* **Task statement**: Write out the following records exactly, each one in full.

---------------

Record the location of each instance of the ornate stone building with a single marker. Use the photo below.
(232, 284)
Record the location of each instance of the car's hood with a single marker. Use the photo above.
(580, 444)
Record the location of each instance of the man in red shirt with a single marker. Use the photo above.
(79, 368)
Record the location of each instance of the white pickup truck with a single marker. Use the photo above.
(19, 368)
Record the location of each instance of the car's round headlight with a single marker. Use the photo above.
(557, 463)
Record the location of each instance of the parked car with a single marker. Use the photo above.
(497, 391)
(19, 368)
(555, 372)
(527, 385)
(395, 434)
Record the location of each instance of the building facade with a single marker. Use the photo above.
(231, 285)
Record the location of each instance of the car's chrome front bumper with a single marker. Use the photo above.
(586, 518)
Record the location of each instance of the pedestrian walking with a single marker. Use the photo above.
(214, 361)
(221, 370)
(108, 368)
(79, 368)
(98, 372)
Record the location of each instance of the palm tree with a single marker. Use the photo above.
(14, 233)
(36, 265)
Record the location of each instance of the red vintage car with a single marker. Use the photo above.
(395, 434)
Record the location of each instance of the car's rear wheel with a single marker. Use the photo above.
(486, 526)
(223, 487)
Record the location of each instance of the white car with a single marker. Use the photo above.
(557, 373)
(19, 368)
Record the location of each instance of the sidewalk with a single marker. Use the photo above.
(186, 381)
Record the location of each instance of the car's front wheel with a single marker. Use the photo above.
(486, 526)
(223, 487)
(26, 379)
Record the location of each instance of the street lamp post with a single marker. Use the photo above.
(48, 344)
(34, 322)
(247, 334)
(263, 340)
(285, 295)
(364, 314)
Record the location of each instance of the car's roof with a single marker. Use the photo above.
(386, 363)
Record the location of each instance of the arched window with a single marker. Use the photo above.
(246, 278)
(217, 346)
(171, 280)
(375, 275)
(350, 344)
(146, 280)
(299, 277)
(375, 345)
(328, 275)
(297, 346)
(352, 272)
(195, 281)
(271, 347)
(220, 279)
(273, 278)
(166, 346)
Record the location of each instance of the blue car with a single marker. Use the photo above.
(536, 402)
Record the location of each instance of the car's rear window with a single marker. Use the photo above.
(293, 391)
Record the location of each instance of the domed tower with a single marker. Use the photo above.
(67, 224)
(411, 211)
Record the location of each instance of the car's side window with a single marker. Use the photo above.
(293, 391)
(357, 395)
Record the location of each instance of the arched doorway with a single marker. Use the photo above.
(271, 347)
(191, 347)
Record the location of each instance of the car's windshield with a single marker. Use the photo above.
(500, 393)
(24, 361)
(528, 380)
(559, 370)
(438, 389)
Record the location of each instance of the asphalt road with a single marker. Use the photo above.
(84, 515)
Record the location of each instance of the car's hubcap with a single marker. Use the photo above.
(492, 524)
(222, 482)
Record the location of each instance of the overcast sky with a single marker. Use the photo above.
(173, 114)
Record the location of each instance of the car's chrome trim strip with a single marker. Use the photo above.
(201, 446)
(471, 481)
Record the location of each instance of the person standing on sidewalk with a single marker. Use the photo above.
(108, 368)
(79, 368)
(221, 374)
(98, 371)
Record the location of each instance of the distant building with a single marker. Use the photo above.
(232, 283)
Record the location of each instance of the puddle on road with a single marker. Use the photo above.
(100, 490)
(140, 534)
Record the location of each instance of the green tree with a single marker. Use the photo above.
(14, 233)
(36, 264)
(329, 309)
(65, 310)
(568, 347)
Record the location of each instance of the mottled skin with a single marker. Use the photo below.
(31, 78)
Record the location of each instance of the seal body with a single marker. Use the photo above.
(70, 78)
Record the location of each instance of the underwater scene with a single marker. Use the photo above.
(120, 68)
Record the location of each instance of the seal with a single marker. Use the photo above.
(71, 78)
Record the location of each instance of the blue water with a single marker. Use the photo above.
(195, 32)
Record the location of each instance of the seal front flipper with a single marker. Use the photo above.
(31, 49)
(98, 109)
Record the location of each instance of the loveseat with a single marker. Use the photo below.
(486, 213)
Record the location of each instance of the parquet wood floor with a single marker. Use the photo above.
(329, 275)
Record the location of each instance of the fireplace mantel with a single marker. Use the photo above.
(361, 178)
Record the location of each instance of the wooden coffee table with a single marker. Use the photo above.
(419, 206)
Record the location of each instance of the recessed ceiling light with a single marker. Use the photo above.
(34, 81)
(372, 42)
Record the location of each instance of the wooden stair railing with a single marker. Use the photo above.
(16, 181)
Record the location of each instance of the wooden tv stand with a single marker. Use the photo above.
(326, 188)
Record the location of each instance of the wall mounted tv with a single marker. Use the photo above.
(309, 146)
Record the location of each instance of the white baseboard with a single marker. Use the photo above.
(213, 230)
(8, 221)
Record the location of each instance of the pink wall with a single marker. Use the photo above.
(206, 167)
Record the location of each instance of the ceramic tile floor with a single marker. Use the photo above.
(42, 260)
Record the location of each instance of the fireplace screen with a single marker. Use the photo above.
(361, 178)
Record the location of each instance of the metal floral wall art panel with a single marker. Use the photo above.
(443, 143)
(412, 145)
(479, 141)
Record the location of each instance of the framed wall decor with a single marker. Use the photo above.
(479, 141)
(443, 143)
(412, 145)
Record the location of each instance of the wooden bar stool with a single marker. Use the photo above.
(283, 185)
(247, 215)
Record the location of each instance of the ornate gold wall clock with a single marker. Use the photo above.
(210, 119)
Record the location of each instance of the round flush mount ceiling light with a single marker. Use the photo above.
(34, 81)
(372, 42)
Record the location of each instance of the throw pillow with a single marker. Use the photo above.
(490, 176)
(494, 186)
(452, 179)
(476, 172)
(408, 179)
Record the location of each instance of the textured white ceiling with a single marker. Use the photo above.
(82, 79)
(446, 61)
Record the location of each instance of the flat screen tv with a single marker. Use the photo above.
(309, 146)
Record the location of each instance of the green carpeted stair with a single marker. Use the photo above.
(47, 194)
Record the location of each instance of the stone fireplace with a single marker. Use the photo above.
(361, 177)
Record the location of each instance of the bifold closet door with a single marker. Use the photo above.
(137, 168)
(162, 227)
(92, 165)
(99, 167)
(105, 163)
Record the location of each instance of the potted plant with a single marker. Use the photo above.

---------------

* **Output for this exercise**:
Record the location of each instance of the ornate stone building with a single marker. Use the photo below.
(232, 284)
Record the location of each instance of the car's hood with a single marker. Use the photo above.
(580, 444)
Record the location of each instance of the man in red shirt with a single marker. Use the photo above.
(79, 368)
Record the location of each instance of the white pickup truck with a single marker. Use the photo above.
(19, 368)
Record the location of each instance of the car's round headlight with a single marker. Use the photo above.
(557, 463)
Record the location of each instance of the parked car with a single marker. Use the photo above.
(497, 391)
(19, 368)
(555, 372)
(527, 385)
(395, 434)
Record the location of each instance of the building facade with a single marker. Use the photo above.
(231, 285)
Record the location of each instance of the car's chrome front bumper with a single marker. Use the photo above.
(586, 518)
Record the location of each instance of the pedestrian walking with a single marker. Use the photo above.
(214, 361)
(221, 370)
(108, 368)
(79, 368)
(98, 372)
Record the location of each instance of the palm tree with a single marker. Use the photo above.
(14, 233)
(36, 265)
Record the location of each instance of the red vintage car with a single marker. Use the photo above.
(395, 434)
Record the location of each instance of the car's rear wheel with a single marker. Use the photo above.
(486, 526)
(223, 487)
Record the location of each instance of the white car with a single marker. Use the photo above.
(557, 373)
(19, 368)
Record the location of each instance of the sidewalk with a single marker. Use the photo above.
(186, 381)
Record the location of each instance of the car's front wheel with a single marker. Use the photo above.
(486, 526)
(223, 487)
(26, 379)
Record the location of each instance of the street lamp post with a single marker. Use the photo above.
(48, 344)
(34, 322)
(247, 334)
(263, 340)
(285, 295)
(364, 314)
Record the location of each instance of the car's roof with a single marker. Use the photo above.
(386, 363)
Record the location of each instance of the arched window with a single marker. Use the photo above.
(246, 278)
(217, 346)
(171, 280)
(375, 275)
(350, 344)
(146, 280)
(299, 277)
(375, 345)
(328, 275)
(297, 346)
(352, 272)
(195, 281)
(271, 347)
(220, 279)
(273, 278)
(166, 346)
Record the location of each instance of the blue car with a single marker. Use the photo above.
(536, 402)
Record the location of each instance of the car's rear window with a single marker. Use the photo above.
(293, 391)
Record the location of each instance of the domed tower with a single marker. Use the photo above.
(67, 224)
(411, 211)
Record the location of each instance of the car's side window with a single marker. Use the photo above.
(293, 391)
(357, 395)
Record the location of each instance of the arched doorway with a single marker. Use the photo above.
(271, 347)
(191, 347)
Record the location of each instance of the car's windshield with a single marker. Use the photo above.
(500, 393)
(24, 361)
(528, 380)
(559, 370)
(438, 389)
Record the location of each instance of the asphalt road with a single marker. Use the photo above.
(84, 515)
Record the location of each instance of the car's hubcap with a single marker. Use the photo above.
(492, 524)
(222, 482)
Record the location of each instance of the overcast sky with a single marker. Use the photo above.
(173, 114)
Record the location of each instance of the car's chrome trim strip with a single marker. Use the photo above.
(201, 446)
(471, 481)
Record the location of each instance of the person standing on sidewalk with a single marker. Use the photo above.
(108, 368)
(79, 368)
(221, 374)
(98, 371)
Record the location of each instance of the distant building with a single marker. Use the photo above.
(232, 283)
Record the location of each instance of the puddle on road with a single marker. Use the photo above.
(100, 490)
(140, 534)
Record the location of each instance of the green tree with a single marker. Use the photo above.
(14, 233)
(36, 264)
(329, 309)
(65, 310)
(568, 347)
Record the location of each instance of the mottled skin with a single marker. Use the photo below.
(31, 78)
Record the location of each instance of the seal body with a single marker. Use the photo above.
(70, 78)
Record the location of each instance of the underwater scene with a single marker. Use the photo above.
(120, 68)
Record the location of each instance of the seal with a single marker. Use the photo above.
(71, 78)
Record the location of each instance of the blue water with a single marker. Use the photo above.
(195, 32)
Record the location of each instance of the seal front flipper with a single marker. Use the photo above.
(31, 49)
(98, 109)
Record the location of each instance of the loveseat with a single marker. Use the photo below.
(486, 213)
Record the location of each instance of the parquet wood floor with a single marker. Use the photo above.
(329, 275)
Record the location of each instance of the fireplace mantel with a single marker. Use the photo above.
(361, 178)
Record the location of each instance of the wooden coffee table with a single marker. Use the photo above.
(419, 206)
Record the location of each instance of the recessed ceiling light with a single marker. Use the photo above.
(34, 81)
(372, 42)
Record the location of each instance of the wooden stair railing with a single marker. Use the photo above.
(16, 181)
Record the location of each instance of the wooden tv stand with a single marker. Use the photo above.
(326, 188)
Record the location of each instance of the wall mounted tv with a single marker. Use the photo above.
(309, 146)
Record the location of each instance of the white baseboard with a single marker. Use the photo above.
(213, 230)
(8, 221)
Record the location of each instance of the pink wall with a single marker. Use the photo above.
(206, 167)
Record the location of each instance of the ceramic tile floor with a single marker. Use the photo above.
(42, 260)
Record the location of each instance of the fireplace screen with a single marker. Use the photo above.
(361, 178)
Record the location of each instance of the metal floral wall art panel with a single marker. Use the photo above.
(443, 143)
(412, 145)
(479, 141)
Record the location of each instance of the framed wall decor with a single marker. Use the photo above.
(479, 141)
(443, 143)
(412, 145)
Record the location of each instance of the wooden bar stool with a single marker. Use the photo above.
(283, 185)
(247, 215)
Record the location of each instance of the ornate gold wall clock with a single marker. Use the photo above.
(210, 119)
Record the location of each instance of the round flush mount ceiling light with a single marker. Use the photo above.
(34, 81)
(372, 42)
Record the location of each instance of the throw pillow with a single marker. Use the photo above.
(490, 176)
(494, 186)
(452, 179)
(476, 172)
(408, 179)
Record the location of each instance of the textured white ceiling with a single marker. Use the photo above.
(82, 79)
(446, 61)
Record the location of each instance of the flat screen tv with a single marker. Use the photo above.
(309, 146)
Record the location of each instance of the green carpeted stair with a single marker. Use the photo above.
(47, 194)
Record the location of each instance of the stone fireplace with a single marker. Use the photo above.
(361, 177)
Record the location of each instance of the bifold closet door with a single marker. Use the photo above.
(137, 168)
(162, 227)
(92, 165)
(99, 167)
(105, 163)
Record the location of each instance of the potted plant with a single marker. Use the photo above.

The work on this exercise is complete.